Exercise directions:
Go through the records underneath and count the lines that include the string "black". Give nothing but the number.

Data shown:
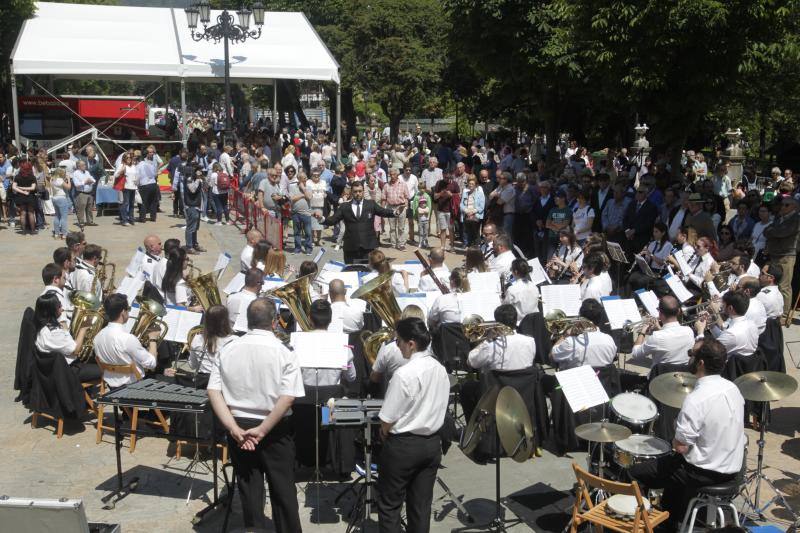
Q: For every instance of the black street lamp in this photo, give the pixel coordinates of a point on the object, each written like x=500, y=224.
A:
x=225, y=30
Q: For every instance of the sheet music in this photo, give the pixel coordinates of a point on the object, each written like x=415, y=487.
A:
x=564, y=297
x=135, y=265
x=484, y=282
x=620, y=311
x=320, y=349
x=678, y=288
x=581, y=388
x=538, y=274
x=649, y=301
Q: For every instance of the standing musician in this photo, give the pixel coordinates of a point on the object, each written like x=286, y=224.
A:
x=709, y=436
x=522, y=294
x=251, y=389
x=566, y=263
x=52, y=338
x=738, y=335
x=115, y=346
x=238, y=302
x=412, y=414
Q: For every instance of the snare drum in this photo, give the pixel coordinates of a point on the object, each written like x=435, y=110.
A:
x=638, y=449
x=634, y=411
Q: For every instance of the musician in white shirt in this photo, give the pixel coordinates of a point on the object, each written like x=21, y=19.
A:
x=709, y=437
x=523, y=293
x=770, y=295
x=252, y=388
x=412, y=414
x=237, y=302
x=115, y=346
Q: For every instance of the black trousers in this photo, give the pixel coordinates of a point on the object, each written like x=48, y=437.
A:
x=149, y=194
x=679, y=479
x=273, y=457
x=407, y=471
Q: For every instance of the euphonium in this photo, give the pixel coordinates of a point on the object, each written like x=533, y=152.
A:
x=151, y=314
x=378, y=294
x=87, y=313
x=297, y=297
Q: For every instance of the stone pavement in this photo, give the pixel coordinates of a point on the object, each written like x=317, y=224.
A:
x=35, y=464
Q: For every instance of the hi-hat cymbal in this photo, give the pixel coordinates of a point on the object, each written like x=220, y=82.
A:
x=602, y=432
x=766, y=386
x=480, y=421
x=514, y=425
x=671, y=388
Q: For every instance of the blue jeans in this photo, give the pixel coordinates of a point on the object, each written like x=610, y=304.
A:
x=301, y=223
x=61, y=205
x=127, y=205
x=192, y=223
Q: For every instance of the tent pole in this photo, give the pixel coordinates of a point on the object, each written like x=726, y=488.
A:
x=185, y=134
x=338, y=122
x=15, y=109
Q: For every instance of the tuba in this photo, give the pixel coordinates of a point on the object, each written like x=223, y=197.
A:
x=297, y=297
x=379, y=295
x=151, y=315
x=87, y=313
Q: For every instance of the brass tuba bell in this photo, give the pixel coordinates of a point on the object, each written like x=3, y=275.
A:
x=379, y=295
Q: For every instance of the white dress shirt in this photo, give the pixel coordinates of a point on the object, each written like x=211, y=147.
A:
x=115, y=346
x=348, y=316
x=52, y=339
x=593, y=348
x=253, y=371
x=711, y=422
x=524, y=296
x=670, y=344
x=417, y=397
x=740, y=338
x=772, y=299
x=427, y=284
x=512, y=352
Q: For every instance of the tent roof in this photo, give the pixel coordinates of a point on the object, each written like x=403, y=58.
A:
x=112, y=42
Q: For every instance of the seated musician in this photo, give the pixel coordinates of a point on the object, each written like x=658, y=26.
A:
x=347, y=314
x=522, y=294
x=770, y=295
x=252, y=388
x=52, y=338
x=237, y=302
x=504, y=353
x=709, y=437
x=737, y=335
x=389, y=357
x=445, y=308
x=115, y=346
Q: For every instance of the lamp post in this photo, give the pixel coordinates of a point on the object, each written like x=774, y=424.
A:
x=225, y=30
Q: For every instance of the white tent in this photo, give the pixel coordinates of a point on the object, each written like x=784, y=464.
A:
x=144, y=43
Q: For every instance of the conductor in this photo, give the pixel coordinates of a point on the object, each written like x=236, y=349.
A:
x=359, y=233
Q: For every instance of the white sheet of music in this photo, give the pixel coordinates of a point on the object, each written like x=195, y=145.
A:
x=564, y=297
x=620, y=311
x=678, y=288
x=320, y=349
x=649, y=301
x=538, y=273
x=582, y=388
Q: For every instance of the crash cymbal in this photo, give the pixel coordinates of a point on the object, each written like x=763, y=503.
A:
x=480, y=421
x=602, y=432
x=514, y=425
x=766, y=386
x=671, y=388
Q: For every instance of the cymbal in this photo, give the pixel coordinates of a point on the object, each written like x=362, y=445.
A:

Answer space:
2